(Records excerpted from a collection)
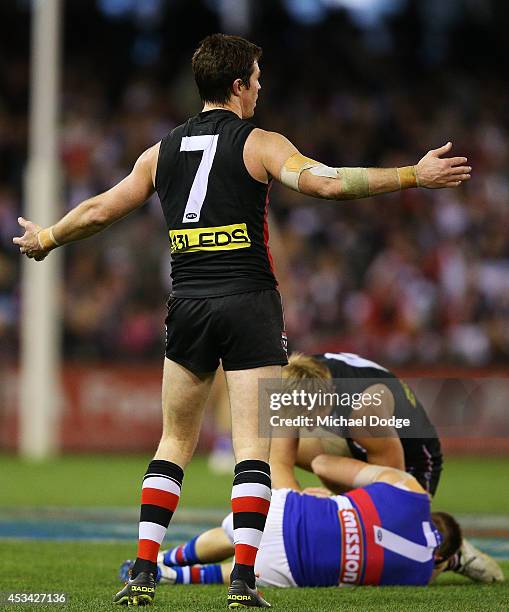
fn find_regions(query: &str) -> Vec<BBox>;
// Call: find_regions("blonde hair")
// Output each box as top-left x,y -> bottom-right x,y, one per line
282,352 -> 333,395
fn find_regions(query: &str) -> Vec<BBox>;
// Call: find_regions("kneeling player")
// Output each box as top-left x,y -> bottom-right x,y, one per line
279,351 -> 443,495
271,351 -> 503,584
119,458 -> 503,591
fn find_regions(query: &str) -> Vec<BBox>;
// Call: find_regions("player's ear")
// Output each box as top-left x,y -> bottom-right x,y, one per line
433,550 -> 446,566
232,78 -> 244,96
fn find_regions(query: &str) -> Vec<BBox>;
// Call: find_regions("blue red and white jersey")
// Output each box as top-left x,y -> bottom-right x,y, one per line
282,483 -> 440,587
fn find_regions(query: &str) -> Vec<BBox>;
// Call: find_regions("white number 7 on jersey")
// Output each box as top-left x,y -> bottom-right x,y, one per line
180,134 -> 219,223
373,521 -> 439,562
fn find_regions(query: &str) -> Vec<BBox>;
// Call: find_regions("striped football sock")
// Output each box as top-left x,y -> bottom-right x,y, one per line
131,459 -> 184,578
162,535 -> 200,566
171,564 -> 224,584
230,459 -> 271,589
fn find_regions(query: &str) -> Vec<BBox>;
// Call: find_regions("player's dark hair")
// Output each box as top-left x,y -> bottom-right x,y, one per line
192,33 -> 262,104
431,511 -> 462,562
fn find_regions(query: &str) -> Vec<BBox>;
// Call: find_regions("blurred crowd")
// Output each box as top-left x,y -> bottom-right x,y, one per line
1,1 -> 508,366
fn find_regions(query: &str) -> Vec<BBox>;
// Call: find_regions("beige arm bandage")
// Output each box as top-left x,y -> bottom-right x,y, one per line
397,165 -> 419,189
280,153 -> 369,197
280,153 -> 335,190
352,464 -> 409,489
280,153 -> 418,198
335,167 -> 370,199
37,227 -> 60,250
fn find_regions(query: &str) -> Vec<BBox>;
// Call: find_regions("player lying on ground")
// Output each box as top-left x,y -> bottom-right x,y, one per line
120,458 -> 481,589
270,351 -> 504,583
14,33 -> 471,608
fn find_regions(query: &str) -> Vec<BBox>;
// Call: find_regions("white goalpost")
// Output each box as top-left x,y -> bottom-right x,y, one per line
19,0 -> 63,459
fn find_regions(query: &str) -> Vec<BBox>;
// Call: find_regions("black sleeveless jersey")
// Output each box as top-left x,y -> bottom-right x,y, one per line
314,353 -> 443,479
155,109 -> 277,298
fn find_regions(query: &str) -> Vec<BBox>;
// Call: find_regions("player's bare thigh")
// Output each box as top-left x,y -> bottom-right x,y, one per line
207,365 -> 231,433
154,358 -> 216,465
226,365 -> 281,462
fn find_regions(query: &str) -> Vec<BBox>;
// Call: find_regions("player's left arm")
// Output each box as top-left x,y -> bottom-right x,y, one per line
350,436 -> 405,470
348,383 -> 405,470
253,130 -> 470,199
13,142 -> 160,261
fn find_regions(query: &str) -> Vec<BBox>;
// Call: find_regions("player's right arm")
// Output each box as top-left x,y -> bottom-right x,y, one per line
311,455 -> 426,495
245,129 -> 471,200
13,143 -> 160,261
270,436 -> 302,491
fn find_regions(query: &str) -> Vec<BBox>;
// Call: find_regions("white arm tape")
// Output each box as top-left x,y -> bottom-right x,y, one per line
280,153 -> 336,191
280,153 -> 370,198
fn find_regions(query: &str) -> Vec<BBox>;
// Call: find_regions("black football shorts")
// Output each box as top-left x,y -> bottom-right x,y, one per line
164,289 -> 288,373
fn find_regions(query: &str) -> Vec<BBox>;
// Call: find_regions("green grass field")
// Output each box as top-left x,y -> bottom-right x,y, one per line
1,541 -> 507,611
1,454 -> 508,610
1,454 -> 509,513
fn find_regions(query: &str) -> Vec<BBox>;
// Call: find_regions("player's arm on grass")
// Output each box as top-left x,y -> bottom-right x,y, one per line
13,142 -> 160,261
269,436 -> 302,491
248,129 -> 471,199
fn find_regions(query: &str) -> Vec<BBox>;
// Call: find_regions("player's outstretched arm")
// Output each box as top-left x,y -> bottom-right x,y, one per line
13,143 -> 160,261
252,130 -> 471,200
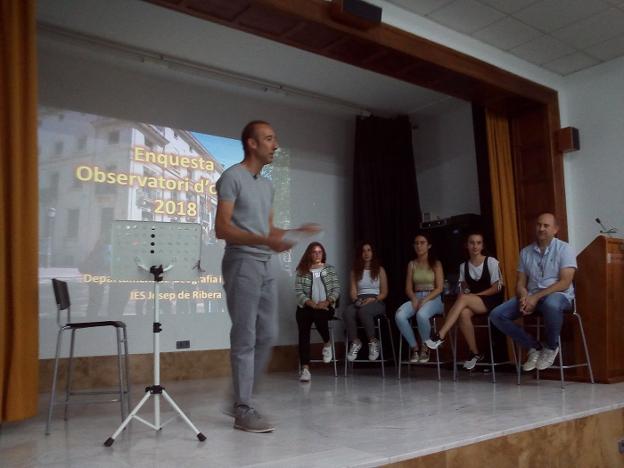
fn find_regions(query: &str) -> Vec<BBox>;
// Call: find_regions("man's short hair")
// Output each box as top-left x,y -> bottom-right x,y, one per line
241,120 -> 270,154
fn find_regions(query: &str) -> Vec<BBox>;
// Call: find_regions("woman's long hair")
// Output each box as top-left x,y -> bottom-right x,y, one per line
352,241 -> 381,281
413,232 -> 437,270
296,242 -> 327,274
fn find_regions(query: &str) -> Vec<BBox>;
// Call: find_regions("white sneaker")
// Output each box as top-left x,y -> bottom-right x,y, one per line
299,367 -> 311,382
536,347 -> 559,370
368,340 -> 380,361
418,348 -> 430,363
463,353 -> 484,370
409,349 -> 420,363
347,342 -> 362,362
425,335 -> 444,350
522,348 -> 542,372
322,344 -> 333,363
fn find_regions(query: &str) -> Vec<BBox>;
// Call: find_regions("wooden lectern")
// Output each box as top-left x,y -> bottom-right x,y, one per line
576,236 -> 624,383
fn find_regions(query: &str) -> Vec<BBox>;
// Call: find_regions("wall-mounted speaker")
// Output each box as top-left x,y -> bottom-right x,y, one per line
329,0 -> 382,30
556,127 -> 580,153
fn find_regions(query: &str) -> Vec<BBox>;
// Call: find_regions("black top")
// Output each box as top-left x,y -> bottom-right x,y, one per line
464,257 -> 492,294
464,257 -> 504,311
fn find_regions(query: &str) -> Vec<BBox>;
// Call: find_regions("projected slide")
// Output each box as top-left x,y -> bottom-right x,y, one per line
38,107 -> 291,340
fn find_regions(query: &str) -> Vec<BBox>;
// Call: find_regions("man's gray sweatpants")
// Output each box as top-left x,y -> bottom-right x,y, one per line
222,253 -> 277,408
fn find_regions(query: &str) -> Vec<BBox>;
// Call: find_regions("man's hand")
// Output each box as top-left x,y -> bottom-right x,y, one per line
266,231 -> 293,252
518,293 -> 528,309
297,223 -> 322,234
521,295 -> 538,315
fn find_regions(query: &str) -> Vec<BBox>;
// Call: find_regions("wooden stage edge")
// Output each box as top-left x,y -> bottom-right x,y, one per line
385,407 -> 624,468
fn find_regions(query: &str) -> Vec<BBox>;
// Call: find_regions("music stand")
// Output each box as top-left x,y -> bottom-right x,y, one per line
104,220 -> 206,446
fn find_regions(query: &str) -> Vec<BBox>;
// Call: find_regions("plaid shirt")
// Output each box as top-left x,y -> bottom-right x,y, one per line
295,265 -> 341,308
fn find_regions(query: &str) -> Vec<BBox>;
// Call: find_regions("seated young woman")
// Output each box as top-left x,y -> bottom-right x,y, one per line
395,233 -> 444,363
344,242 -> 388,362
425,232 -> 504,370
294,242 -> 341,382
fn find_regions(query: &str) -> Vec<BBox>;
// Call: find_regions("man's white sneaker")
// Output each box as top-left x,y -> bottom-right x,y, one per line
536,346 -> 559,370
299,367 -> 311,382
368,340 -> 380,361
347,342 -> 362,362
522,348 -> 541,372
322,344 -> 333,363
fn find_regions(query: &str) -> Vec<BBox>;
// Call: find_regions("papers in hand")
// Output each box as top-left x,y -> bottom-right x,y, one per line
282,226 -> 323,247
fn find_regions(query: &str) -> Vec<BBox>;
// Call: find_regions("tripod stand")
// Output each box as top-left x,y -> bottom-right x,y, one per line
105,220 -> 206,446
104,262 -> 205,446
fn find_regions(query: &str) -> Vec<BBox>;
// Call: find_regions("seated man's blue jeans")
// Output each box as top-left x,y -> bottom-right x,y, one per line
490,293 -> 572,351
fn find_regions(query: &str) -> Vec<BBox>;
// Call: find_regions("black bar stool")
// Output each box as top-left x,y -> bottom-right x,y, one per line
45,278 -> 131,434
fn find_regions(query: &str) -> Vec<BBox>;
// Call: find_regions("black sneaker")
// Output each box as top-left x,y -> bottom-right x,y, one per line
463,353 -> 484,370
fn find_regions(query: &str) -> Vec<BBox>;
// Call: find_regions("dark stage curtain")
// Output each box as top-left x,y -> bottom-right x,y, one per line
353,115 -> 421,313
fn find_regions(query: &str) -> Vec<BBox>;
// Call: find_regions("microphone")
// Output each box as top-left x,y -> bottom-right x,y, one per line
595,218 -> 617,235
253,174 -> 258,180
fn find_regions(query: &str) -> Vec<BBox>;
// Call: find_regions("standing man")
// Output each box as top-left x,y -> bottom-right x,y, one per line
490,213 -> 577,372
215,120 -> 318,433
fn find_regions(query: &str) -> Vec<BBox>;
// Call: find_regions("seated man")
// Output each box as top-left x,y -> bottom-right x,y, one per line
490,213 -> 576,372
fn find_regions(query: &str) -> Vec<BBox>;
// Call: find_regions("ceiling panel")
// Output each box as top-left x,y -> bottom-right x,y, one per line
428,0 -> 505,34
388,0 -> 624,75
472,16 -> 542,50
585,34 -> 624,61
551,8 -> 624,49
513,0 -> 610,32
510,35 -> 575,64
386,0 -> 455,16
542,52 -> 600,74
477,0 -> 541,14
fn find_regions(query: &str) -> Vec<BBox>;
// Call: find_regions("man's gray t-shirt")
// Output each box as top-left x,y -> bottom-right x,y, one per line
216,163 -> 274,259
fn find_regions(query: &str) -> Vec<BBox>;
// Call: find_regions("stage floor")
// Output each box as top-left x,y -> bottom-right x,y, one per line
2,367 -> 624,467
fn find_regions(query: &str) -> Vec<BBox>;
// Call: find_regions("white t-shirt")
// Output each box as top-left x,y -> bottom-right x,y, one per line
459,257 -> 502,285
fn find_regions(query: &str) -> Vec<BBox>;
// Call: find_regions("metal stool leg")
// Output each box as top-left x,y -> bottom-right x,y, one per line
115,327 -> 126,420
576,312 -> 594,383
46,327 -> 65,435
397,334 -> 403,379
448,324 -> 457,381
487,317 -> 496,383
330,325 -> 338,377
122,326 -> 131,414
453,324 -> 458,381
377,318 -> 385,378
557,334 -> 565,389
433,318 -> 441,381
64,328 -> 76,420
344,329 -> 349,377
386,316 -> 397,366
535,316 -> 541,381
512,342 -> 521,385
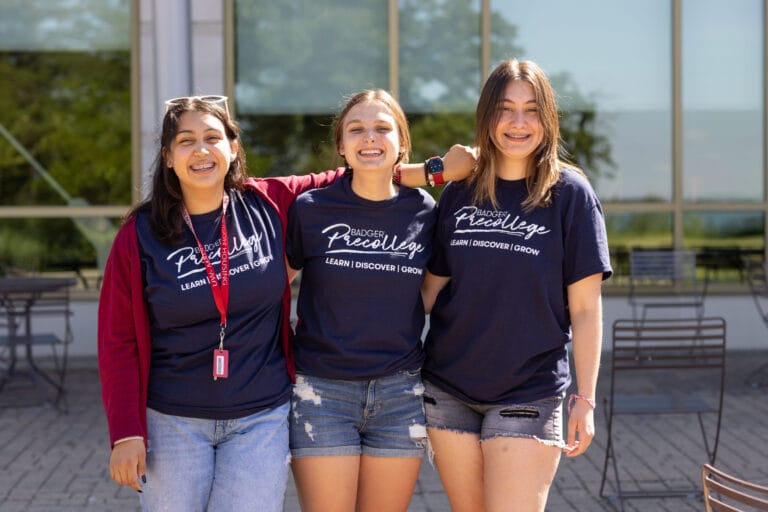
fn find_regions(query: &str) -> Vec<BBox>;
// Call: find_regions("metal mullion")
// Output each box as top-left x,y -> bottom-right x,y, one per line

**What you will do**
The answer must consist of each line from the data that includes the string "football".

**Result**
// Call: find_regions("striped football sock")
// Call: find_regions("black football shorts")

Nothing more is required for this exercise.